### The problem:
Retype the records below exactly. Leave nothing out.

### Input records:
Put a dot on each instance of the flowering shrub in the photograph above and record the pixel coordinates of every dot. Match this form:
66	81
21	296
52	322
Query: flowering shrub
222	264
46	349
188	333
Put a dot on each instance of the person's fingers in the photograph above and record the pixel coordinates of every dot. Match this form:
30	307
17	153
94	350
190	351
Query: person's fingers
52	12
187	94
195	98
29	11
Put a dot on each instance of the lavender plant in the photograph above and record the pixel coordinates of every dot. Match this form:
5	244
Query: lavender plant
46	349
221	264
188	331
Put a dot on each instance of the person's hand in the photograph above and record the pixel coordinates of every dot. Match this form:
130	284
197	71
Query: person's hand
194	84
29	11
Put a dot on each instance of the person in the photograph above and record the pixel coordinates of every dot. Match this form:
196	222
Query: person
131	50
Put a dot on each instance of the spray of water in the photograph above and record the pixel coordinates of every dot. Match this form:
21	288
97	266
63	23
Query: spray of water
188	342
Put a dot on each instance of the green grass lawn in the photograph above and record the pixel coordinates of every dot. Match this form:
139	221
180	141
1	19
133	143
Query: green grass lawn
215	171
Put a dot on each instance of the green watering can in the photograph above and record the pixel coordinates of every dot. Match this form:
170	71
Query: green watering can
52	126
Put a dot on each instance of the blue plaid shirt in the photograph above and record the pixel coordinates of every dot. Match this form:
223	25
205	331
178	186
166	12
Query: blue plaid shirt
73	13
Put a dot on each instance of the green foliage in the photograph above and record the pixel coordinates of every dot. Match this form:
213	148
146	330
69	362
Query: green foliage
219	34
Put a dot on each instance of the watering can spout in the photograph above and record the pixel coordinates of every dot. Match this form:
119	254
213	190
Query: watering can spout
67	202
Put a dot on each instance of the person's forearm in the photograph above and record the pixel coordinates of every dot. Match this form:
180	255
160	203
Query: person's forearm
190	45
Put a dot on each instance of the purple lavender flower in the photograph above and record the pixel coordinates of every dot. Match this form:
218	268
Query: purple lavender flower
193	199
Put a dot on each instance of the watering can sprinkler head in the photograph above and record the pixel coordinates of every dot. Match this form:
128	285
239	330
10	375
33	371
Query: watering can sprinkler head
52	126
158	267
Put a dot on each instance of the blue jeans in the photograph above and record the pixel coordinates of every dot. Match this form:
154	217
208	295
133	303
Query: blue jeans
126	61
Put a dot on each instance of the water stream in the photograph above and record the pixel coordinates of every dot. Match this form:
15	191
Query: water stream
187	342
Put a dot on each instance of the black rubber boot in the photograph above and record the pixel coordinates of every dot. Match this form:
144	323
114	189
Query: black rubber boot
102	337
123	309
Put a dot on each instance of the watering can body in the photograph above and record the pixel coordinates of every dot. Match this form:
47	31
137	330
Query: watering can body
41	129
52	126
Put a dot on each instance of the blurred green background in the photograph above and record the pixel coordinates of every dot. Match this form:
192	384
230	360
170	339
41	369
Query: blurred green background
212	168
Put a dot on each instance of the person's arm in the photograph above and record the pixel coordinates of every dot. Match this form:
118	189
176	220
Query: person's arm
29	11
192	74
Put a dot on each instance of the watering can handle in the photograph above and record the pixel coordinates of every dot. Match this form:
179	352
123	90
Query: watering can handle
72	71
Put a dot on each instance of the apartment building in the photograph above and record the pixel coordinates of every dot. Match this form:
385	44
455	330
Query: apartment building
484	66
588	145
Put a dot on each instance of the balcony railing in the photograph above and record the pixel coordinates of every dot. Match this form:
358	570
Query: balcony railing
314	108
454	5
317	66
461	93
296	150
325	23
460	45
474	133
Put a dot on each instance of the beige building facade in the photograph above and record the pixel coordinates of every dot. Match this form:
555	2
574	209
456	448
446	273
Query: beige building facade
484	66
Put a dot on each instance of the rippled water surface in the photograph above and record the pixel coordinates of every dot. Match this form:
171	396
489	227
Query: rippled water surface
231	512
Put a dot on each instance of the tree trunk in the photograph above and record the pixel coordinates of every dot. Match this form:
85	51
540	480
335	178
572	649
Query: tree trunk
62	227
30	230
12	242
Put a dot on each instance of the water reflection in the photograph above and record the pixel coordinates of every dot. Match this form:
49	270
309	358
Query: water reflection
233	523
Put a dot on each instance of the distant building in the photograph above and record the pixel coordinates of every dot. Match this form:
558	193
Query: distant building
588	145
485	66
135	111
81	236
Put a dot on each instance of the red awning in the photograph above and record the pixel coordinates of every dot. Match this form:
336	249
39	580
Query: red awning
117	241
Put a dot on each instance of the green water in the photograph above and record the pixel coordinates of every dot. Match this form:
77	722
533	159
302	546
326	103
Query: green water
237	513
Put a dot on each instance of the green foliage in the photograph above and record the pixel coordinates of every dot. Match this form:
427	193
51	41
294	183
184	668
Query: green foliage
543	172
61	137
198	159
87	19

### Exercise answer:
Put a dot on each instance of the flowering shrub in the photograph above and record the pixel coordinates of every dot. Match this form:
66	81
21	296
52	322
Query: flowering shrub
222	264
46	349
188	333
Put a dot on each instance of the person's fingers in the photograph above and record the pixel coordinates of every dot. Match this form:
30	307
17	153
94	350
190	351
Query: person's fingers
52	12
187	94
195	98
29	11
Put a dot on each instance of the lavender plant in the photograph above and record the pixel coordinates of every dot. Match this form:
5	244
Query: lavender plant
46	349
221	264
188	331
Put a dot on each instance of the person's hand in the photograph above and record the pixel coordinates of every dot. Match this form:
130	284
197	71
Query: person's hand
194	84
29	11
Put a dot on each instance of the person in the photograph above and record the pixel coordinates of every dot. Match this form:
196	222
Query: person
131	50
Put a dot on each instance of the spray of water in the photograph above and record the pixel coordinates of every dot. Match this form:
21	288
97	266
63	23
Query: spray of water
188	342
Put a dot on each instance of the green grass lawn in the photograph above and record the pixel coordinates of every dot. Match this form:
139	221
180	141
1	19
133	143
Query: green grass lawn
215	171
Put a dot on each instance of the green watering can in the photograph above and record the pixel coordinates of every dot. Match this form:
170	71
Query: green watering can
52	126
Put a dot on each instance of the blue plaid shirt in the photograph above and record the pixel coordinates of every dot. Match this form:
223	25
205	331
178	186
166	12
Query: blue plaid shirt
73	13
Put a dot on each instance of the green foliage in the photograph above and record the pixel coordinates of every dot. Match this form:
213	148
146	330
69	362
Query: green foliage
219	34
Put a dot on each instance of the watering can spout in the photograph above and record the pixel coordinates of every dot. Match this form:
119	254
213	190
Query: watering can spout
67	202
Put a dot on each instance of the person's forearm in the photograph above and record the pixel coordinates of every dot. Match this form:
180	255
160	203
Query: person's forearm
190	45
Put a dot on each instance of the purple lavender flower in the photograph above and record the pixel coordinates of every dot. Match this form:
218	268
Query: purple lavender flower
193	199
Put a dot on each instance of the watering can sprinkler head in the photograph above and record the pixel coordinates of every dot. Match this form:
128	285
239	330
10	375
33	371
Query: watering can sprinkler head
52	126
158	267
Put a dot on each instance of the blue jeans in the photograph above and record the pixel coordinates of every dot. Match this form:
154	217
208	295
133	303
Query: blue jeans
126	61
Put a dot on each instance of the water stream in the photograph above and record the pixel coordinates of every dot. Match this form:
15	191
Query: water stream
187	342
Put a dot on each instance of the black rubber boot in the photograph above and record the pixel coordinates of every dot. Match this form:
144	323
114	189
Query: black rubber boot
102	337
123	309
Put a dot on each instance of the watering can body in the photograph above and record the pixel coordinates of every dot. Match this form:
47	31
137	330
Query: watering can body
41	129
52	126
Put a dot on each instance of the blurred green background in the photograph above and record the pixel coordinates of every dot. Match this form:
192	384
230	360
170	339
41	369
Query: blurred green background
212	168
Put a dot on each instance of the person's arm in the photograph above and record the pixel coordinates of every dot. Match this form:
118	189
176	220
Query: person's arm
29	11
192	74
Put a dot on each instance of the watering can handle in the photograph above and record the pixel coordinates of every dot. Match this form:
179	352
123	90
Query: watering can handle
72	71
Put a dot on each instance of the apartment building in the photograph above and record the pixel coordinates of every dot. Match this form:
385	44
455	330
Query: apartment building
484	66
588	145
Put a dot on each instance of the balcony railing in the photograph above and record the pixel coordinates of every dot. Match this form:
358	570
Query: balcony railing
314	108
454	5
317	66
461	93
296	150
325	23
460	45
474	133
Put a dot on each instance of the beige building facade in the photograph above and record the pixel coordinates of every dot. Match this form:
555	2
574	209
456	448
446	273
Query: beige building facade
484	66
Put a dot on each instance of the rippled water surface in the photograph above and record the pixel coordinates of every dot. Match this form:
171	396
489	227
Query: rippled water surface
231	512
Put a dot on each instance of the tree trunk in the photograph above and record the pixel coordinates of every dot. Match this form:
85	51
540	480
335	178
572	649
Query: tree trunk
62	227
30	230
12	242
Put a dot on each instance of the water reflection in the photograph above and record the pixel coordinates of every dot. Match this form:
49	270
309	358
Query: water reflection
233	523
Put a dot on each instance of the distant building in the photograph above and record the pixel coordinates of every dot. Match this form:
558	193
Query: distant building
588	145
485	66
135	111
81	236
Put a dot on each instance of the red awning in the photograph above and record the pixel coordinates of every dot. Match this form:
336	249
39	580
Query: red awning
117	241
Put a dot on each instance of the green water in the photograph above and record the pixel coordinates of every dot. Match this form:
77	722
533	159
302	546
326	103
Query: green water
237	513
Put a dot on each instance of the green foliage in the photograph above and record the pixel coordinates of every dot. Match this form:
427	193
51	41
294	183
184	668
Query: green foliage
543	172
61	137
198	159
87	19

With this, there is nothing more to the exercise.